**Data rows:**
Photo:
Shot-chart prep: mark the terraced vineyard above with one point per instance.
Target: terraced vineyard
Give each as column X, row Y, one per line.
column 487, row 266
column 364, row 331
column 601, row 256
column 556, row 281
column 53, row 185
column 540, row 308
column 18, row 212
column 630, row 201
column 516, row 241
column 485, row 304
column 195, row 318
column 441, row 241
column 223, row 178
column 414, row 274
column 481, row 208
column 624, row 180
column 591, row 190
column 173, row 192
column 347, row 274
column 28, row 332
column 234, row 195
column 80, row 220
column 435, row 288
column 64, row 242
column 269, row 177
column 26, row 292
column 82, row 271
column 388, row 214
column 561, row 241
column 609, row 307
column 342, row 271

**Task:** Print all of the data above again, word for word and in the same order.

**Exercise output:**
Photo:
Shot-chart prep: mark the terraced vineyard above with one point per instance.
Target: terraced vineyard
Give each as column X, row Y, one per line.
column 487, row 266
column 364, row 331
column 601, row 256
column 556, row 281
column 53, row 185
column 540, row 308
column 18, row 212
column 630, row 201
column 516, row 241
column 485, row 304
column 195, row 318
column 441, row 241
column 223, row 178
column 414, row 274
column 481, row 208
column 624, row 180
column 591, row 190
column 173, row 192
column 347, row 274
column 28, row 332
column 234, row 195
column 80, row 220
column 435, row 288
column 64, row 242
column 269, row 177
column 26, row 292
column 82, row 271
column 388, row 214
column 561, row 241
column 609, row 307
column 342, row 271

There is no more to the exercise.